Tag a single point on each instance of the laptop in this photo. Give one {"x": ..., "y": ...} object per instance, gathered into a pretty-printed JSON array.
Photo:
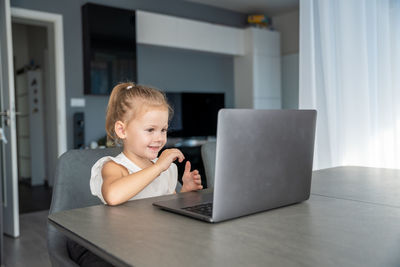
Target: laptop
[{"x": 263, "y": 161}]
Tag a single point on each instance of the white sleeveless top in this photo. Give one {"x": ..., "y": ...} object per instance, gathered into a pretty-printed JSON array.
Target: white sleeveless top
[{"x": 162, "y": 185}]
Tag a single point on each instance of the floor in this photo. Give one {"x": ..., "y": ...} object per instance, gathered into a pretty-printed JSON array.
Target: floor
[
  {"x": 33, "y": 198},
  {"x": 30, "y": 249}
]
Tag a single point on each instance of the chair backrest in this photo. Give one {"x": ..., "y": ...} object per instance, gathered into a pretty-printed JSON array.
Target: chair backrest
[
  {"x": 208, "y": 157},
  {"x": 72, "y": 190}
]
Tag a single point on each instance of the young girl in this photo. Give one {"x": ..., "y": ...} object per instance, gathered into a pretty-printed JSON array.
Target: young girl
[{"x": 137, "y": 118}]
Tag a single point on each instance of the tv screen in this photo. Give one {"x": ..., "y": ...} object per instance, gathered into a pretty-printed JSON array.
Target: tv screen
[{"x": 195, "y": 114}]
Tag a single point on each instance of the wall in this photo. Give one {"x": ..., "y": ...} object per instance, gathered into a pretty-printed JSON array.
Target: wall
[
  {"x": 71, "y": 12},
  {"x": 288, "y": 25}
]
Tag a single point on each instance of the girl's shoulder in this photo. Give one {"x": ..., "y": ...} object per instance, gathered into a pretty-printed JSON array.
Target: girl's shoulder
[{"x": 113, "y": 162}]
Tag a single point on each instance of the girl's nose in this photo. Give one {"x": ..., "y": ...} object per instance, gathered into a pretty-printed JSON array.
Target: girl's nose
[{"x": 159, "y": 136}]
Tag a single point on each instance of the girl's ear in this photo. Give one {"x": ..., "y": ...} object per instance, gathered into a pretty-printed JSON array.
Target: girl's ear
[{"x": 119, "y": 129}]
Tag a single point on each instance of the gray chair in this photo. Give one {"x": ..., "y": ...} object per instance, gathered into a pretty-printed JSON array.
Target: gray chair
[
  {"x": 208, "y": 157},
  {"x": 71, "y": 190}
]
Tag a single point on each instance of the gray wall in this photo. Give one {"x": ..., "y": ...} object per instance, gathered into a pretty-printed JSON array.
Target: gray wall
[
  {"x": 95, "y": 107},
  {"x": 288, "y": 25}
]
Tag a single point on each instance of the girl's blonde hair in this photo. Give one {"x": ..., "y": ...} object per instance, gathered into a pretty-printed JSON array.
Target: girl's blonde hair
[{"x": 125, "y": 102}]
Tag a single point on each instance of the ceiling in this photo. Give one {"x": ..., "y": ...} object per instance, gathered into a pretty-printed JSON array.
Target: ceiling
[{"x": 266, "y": 7}]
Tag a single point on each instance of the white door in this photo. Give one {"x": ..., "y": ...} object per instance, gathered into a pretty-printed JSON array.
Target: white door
[{"x": 8, "y": 144}]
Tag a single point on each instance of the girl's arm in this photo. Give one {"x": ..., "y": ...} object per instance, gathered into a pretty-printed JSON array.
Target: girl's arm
[
  {"x": 119, "y": 186},
  {"x": 191, "y": 179}
]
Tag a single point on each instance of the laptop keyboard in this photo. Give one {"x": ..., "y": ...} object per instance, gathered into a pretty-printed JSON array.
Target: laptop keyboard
[{"x": 203, "y": 209}]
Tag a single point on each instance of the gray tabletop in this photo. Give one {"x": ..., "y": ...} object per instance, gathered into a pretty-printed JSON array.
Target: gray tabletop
[{"x": 345, "y": 227}]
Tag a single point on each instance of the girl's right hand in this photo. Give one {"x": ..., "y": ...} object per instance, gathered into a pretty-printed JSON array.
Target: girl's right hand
[{"x": 167, "y": 157}]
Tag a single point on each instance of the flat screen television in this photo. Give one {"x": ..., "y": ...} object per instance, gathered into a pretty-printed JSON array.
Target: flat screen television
[
  {"x": 195, "y": 114},
  {"x": 109, "y": 47}
]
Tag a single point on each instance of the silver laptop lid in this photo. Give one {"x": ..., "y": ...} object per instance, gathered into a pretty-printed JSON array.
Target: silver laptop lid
[{"x": 263, "y": 160}]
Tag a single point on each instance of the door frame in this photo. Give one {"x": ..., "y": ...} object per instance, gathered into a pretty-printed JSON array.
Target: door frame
[{"x": 54, "y": 24}]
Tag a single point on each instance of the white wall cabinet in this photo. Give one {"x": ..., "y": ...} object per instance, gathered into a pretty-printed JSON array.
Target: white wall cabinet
[{"x": 257, "y": 63}]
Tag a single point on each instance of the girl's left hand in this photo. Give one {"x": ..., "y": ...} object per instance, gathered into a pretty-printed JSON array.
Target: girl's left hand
[{"x": 191, "y": 180}]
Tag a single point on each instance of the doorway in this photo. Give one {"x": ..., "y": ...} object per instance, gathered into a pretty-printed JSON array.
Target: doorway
[{"x": 53, "y": 23}]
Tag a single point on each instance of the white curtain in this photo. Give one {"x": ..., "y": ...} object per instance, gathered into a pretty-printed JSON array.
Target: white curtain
[{"x": 350, "y": 73}]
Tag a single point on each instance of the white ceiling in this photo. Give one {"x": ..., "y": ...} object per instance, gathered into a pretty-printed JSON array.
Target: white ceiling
[{"x": 267, "y": 7}]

· · ·

SET EXERCISE: Restate the full listing verbatim and drop every picture.

TASK RESULT:
Tag a single point on each instance of the laptop in this photo. Give one {"x": ..., "y": ...} object per instance, gathered into a pretty-printed JSON array.
Photo:
Target: laptop
[{"x": 263, "y": 161}]
Tag a single point on each instance of the white sleeveless top in this photo. Give one {"x": ..., "y": ...} object per instance, gathered into a pretty-printed JSON array.
Target: white sleeveless top
[{"x": 162, "y": 185}]
Tag a single point on each instance of the floor in this photo. Give one {"x": ..., "y": ...} object per instance, gathered into a pretty-printed JSON array.
Target: floor
[
  {"x": 33, "y": 198},
  {"x": 30, "y": 249}
]
Tag a single point on each instance of the chair backrest in this photo. Give one {"x": ..., "y": ...} object per instance, gathered into a pretty-printed JSON array.
Target: chair backrest
[
  {"x": 208, "y": 157},
  {"x": 72, "y": 190}
]
Tag a single point on each instance of the young girl in this photo. Give one {"x": ..., "y": ...} object per instance, gathered into a pretty-printed JSON array.
Target: young girl
[{"x": 137, "y": 118}]
Tag a single point on each instance of the tv screen in this photo. Give one {"x": ..., "y": ...} object per instance, gathered into a pretty-printed JSON array.
Target: tv screen
[{"x": 195, "y": 114}]
Tag a single point on each instance of the wall in this photo. Give one {"x": ..., "y": ...} object per instance, gathered into a pretty-printed JSON array.
Target: wall
[
  {"x": 71, "y": 12},
  {"x": 288, "y": 25}
]
Tag a single point on each instance of the girl's shoulder in this photo. Give one {"x": ..., "y": ...} object per instance, gathered into a pretty-printed JSON array.
Target: girl's shoulder
[{"x": 113, "y": 162}]
Tag a single point on each instance of the girl's nose in this photo. Give one {"x": ..., "y": ...} object per instance, gathered into a pretty-printed JSON array.
Target: girl's nose
[{"x": 159, "y": 136}]
Tag a single point on each instance of the girl's ear in this photo. Give one {"x": ..., "y": ...} object per instance, gathered into a pretty-printed JSON array.
Target: girl's ear
[{"x": 119, "y": 129}]
Tag a single point on each instance of the gray chair in this photo. Give one {"x": ..., "y": ...} object per instance, gathered into a pretty-printed JSON array.
Target: gray chair
[
  {"x": 208, "y": 157},
  {"x": 71, "y": 190}
]
Tag a single point on each instance of the gray wall in this photo. Give one {"x": ..., "y": ...} object per instance, gathered into a pretty-printed JSON array.
Target: gray wall
[
  {"x": 95, "y": 107},
  {"x": 288, "y": 25}
]
Tag a single point on each instance of the girl's blonde hair in this photo. Give one {"x": ..., "y": ...} object per instance, gathered into a pretty-printed JSON array.
Target: girl's blonde hair
[{"x": 125, "y": 102}]
Tag a single point on each instance of the ceiling in this photo. Give one {"x": ..., "y": ...} object per instance, gathered into a pretty-printed JSON array.
Target: ceiling
[{"x": 266, "y": 7}]
Tag a single point on each instance of the white door in this photo. Give one {"x": ..., "y": ...} object per instance, gathered into a pretty-printed JSON array.
Target: white door
[{"x": 8, "y": 144}]
Tag a single point on each instance of the girl's arm in this photo. Give one {"x": ..., "y": ...} object per instance, gathered into a pretty-printed JSON array.
Target: girl's arm
[
  {"x": 119, "y": 186},
  {"x": 191, "y": 179}
]
Tag a single point on each instance of the laptop keyboard in this photo. Give one {"x": ..., "y": ...} object per instance, gathered into a pretty-printed JSON array.
Target: laptop keyboard
[{"x": 203, "y": 209}]
Tag a single point on each instance of the gray tabletop in this photo. Give one {"x": ..., "y": ...} object per instance, gathered into a pretty-printed JSON array.
Target: gray tabletop
[{"x": 345, "y": 227}]
Tag a single point on each instance of the girl's right hand in this photo. Give one {"x": ..., "y": ...} object per instance, gathered into a pretty-printed JSON array.
Target: girl's right hand
[{"x": 167, "y": 157}]
Tag a single point on each instance of the flat screen television in this photo. Give one {"x": ..., "y": ...} object per instance, gathered into a pretty-printed JSON array.
Target: flat screen television
[
  {"x": 195, "y": 114},
  {"x": 109, "y": 47}
]
Tag a single point on each instance of the silver laptop lid in this photo. Give one {"x": ..., "y": ...} object per instance, gathered into a pretty-printed JSON array.
Target: silver laptop lid
[{"x": 263, "y": 160}]
Tag a single point on each instance of the door frame in this photo. Give one {"x": ..., "y": ...} object per instance, gathered into a pretty-printed JSON array.
Target: door frame
[{"x": 54, "y": 24}]
Tag a single point on each instance of the white wall cabinet in this photo. Give one {"x": ..., "y": ...} object per instance, gathered into a pretty-printed JSON array.
Target: white wall cabinet
[{"x": 257, "y": 63}]
Tag a single point on each instance of the girl's left hand in this photo. Give one {"x": ..., "y": ...} object per instance, gathered into a pretty-printed JSON array.
Target: girl's left hand
[{"x": 191, "y": 180}]
Tag a single point on each instance of the doorway in this photo. Give one {"x": ..., "y": ...} object per instance, gathered into a pretty-printed JSON array.
Target: doorway
[{"x": 53, "y": 23}]
Tag a single point on each instance of the white curtain in this photo. Give one {"x": ..., "y": ...} object per instance, gathered into a pretty-printed JSON array.
Target: white curtain
[{"x": 350, "y": 73}]
Tag a single point on each instance of the white ceiling in this photo. Give one {"x": ..., "y": ...} object per instance, gathered into a pretty-printed JSON array.
Target: white ceiling
[{"x": 267, "y": 7}]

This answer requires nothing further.